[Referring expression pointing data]
* * *

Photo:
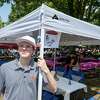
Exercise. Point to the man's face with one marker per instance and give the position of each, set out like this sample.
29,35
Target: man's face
25,50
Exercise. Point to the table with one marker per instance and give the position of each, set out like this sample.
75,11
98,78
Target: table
62,84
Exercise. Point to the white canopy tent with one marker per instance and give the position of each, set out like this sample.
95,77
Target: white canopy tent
73,30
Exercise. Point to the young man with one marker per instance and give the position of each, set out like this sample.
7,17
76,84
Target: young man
19,77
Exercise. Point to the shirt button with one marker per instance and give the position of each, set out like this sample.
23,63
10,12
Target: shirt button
24,76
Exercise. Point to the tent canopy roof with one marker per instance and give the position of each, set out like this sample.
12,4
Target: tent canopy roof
74,30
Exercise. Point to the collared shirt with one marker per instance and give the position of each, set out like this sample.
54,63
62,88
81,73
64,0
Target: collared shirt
19,83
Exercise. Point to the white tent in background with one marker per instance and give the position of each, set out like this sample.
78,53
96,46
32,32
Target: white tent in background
73,31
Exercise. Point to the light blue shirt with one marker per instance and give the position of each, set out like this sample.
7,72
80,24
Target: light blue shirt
19,83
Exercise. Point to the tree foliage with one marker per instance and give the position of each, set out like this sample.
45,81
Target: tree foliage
88,10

* * *

What is needed: Every line from the one containing "Target: collared shirt" through the final line of the data above is to be restated word for word, and nothing more.

Finished exercise:
Target: collared shirt
19,83
Exercise. Point to the white tent in background with one marker per instance and give the position of each, set out like this sample.
78,53
96,46
32,32
Target: white tent in background
73,31
Exercise. Point to the light blue shirt with one marker per instance and give the position of each, set out like this sample.
7,72
80,24
Target: light blue shirt
19,83
Exercise. Point to the tree foliage with one marker per instance and give the position of each, set out like this sample.
45,81
Target: tree foliage
88,10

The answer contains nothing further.